§ **DOCUMENT**

______________________________

Just a reminder: Once we complete the work of adding type units to the merged debug_names index, foreign type unit entries will need (and have) DW_IDX_compile_unit values, even in the case without .dwp files, and will need to be handled properly. So that should be kept in mind while implementing this.

@clayborg
Copy link
Collaborator Author

My previous message reflected my confusion about the usefulness about the DW_IDX_cu+DW_IDX_tu combo. Let me try to start over.

The thing I don't like about this patch is the duplication between getForeignTUSkeletonCUOffset (the new function) and getCUOffset (the existing function). Since the duplication is motivated by undesirable behavior (result) of the existing function in some cases, this got me thinking if there's a way to define a single function in a way that will be usable in all scenarios (and still have a consistent easy-to-understand definition).

To see if that's possible, let's consider the possible cases (I'm putting cases with DW_IDX_tu first, as those are the interesting ones here):

  1. A single-CU index, DW_IDX_cu not present, DW_IDX_tu present
  2. A multi-CU index, DW_IDX_cu and DW_IDX_tu present

These two definitely are the most common (of those including type units) ones, but we can also have:

  1. A single-CU index, DW_IDX_cu and DW_IDX_tu present
  2. A multi-CU index, DW_IDX_cu not present, DW_IDX_tu present

For completeness, we can also have the cases without type units. I will include only include one here, as I think the others are obvious:

  1. A single-CU index, DW_IDX_cu and DW_IDX_tu not present

Now that we have that, what are the possible getCUOffset? I can think of three:

a) "return the value of DW_IDX_cu. Period." If an explicit value is not present return nothing. I don't think anyone wants this, but I'm mentioning it for completeness. With this definition, the function should return the cu offset only in the second and third cases (NYYNN)

______________________________

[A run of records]

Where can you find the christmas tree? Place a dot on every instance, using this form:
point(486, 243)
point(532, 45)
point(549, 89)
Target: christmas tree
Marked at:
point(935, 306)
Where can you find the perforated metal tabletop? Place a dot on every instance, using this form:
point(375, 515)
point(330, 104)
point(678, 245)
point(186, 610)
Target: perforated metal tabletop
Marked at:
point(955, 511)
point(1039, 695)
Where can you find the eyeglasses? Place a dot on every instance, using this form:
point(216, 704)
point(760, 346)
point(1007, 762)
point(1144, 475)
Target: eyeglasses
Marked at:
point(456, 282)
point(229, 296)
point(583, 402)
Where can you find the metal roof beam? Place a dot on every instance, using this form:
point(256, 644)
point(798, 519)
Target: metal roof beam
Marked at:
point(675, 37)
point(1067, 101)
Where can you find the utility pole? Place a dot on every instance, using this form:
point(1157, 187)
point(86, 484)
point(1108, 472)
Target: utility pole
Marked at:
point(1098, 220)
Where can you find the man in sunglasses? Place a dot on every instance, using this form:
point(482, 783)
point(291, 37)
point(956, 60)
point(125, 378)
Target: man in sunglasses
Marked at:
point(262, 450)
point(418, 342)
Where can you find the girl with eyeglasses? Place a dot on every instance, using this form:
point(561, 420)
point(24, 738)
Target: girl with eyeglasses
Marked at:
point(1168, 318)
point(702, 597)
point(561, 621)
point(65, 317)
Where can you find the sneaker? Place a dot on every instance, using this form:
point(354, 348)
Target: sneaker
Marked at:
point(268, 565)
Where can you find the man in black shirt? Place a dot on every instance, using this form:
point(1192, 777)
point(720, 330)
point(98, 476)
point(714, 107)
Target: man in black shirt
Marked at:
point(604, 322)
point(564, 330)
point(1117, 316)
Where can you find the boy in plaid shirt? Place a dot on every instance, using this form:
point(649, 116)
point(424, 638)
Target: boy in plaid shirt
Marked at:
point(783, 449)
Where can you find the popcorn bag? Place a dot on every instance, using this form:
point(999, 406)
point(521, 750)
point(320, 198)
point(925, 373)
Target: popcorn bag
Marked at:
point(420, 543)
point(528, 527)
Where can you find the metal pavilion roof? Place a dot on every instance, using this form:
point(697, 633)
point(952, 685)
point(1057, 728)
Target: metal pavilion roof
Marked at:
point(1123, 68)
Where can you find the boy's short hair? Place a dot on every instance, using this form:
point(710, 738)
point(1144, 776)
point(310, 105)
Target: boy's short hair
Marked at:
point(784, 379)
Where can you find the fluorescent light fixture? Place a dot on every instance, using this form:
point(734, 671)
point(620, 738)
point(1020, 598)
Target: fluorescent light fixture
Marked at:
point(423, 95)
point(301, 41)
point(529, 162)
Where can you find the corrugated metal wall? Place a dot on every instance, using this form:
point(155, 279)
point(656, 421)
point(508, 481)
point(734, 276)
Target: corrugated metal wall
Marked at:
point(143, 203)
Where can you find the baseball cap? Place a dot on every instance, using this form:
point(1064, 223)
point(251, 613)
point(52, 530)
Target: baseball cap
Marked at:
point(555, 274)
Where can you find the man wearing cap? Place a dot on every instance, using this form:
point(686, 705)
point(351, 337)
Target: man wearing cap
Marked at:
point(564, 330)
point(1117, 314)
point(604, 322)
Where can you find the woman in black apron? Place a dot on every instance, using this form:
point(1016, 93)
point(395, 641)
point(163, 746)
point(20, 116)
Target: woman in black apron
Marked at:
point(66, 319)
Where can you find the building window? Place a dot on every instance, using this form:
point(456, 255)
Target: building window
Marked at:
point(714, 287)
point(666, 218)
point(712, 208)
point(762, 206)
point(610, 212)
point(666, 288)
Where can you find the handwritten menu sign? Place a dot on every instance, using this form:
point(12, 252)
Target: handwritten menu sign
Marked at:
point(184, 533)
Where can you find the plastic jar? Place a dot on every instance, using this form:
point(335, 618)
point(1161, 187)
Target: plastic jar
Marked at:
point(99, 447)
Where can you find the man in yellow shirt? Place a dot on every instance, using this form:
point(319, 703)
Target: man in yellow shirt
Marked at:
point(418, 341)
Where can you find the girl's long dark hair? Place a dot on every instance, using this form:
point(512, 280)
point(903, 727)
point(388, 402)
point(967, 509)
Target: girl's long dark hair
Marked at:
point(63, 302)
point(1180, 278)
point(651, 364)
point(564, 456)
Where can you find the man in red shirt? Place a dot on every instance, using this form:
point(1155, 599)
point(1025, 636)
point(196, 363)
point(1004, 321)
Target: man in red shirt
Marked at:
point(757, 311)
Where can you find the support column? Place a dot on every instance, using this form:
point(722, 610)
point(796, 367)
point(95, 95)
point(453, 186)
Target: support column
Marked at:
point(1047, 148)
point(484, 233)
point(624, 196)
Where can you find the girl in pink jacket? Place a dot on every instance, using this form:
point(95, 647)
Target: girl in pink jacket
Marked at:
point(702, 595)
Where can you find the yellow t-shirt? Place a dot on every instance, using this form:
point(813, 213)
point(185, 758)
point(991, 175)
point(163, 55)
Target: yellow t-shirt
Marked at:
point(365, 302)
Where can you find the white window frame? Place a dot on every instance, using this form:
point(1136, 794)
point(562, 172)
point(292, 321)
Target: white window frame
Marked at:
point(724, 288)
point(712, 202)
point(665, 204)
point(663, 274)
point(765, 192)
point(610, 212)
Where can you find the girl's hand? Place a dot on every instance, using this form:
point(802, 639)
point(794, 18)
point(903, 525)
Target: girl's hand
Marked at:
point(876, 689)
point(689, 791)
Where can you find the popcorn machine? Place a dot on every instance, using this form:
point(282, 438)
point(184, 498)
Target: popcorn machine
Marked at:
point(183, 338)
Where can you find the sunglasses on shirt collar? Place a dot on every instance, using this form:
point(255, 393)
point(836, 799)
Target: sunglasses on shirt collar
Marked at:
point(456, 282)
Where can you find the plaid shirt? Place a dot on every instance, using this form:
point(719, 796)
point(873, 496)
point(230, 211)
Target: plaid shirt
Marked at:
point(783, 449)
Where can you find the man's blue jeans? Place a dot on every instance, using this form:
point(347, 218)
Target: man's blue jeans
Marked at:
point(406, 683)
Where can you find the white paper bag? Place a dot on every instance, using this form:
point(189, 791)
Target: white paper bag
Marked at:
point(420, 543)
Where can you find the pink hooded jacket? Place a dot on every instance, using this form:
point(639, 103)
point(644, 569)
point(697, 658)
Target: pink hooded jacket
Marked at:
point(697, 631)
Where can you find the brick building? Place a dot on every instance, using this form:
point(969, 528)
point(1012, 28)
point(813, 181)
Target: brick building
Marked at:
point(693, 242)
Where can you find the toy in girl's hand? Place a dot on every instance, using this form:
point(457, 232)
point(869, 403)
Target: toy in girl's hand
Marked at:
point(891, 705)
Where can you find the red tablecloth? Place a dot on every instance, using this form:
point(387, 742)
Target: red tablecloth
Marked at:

______________________________

§ **WHAT IS EXPECTED**
Reproduce the passage of the debug_names discussion that begins at the words "Now that we" and stops after "third cases (NYYNN)".

§ **EXPECTED OUTPUT**
Now that we have that, what are the possible getCUOffset? I can think of three:

a) "return the value of DW_IDX_cu. Period." If an explicit value is not present return nothing. I don't think anyone wants this, but I'm mentioning it for completeness. With this definition, the function should return the cu offset only in the second and third cases (NYYNN)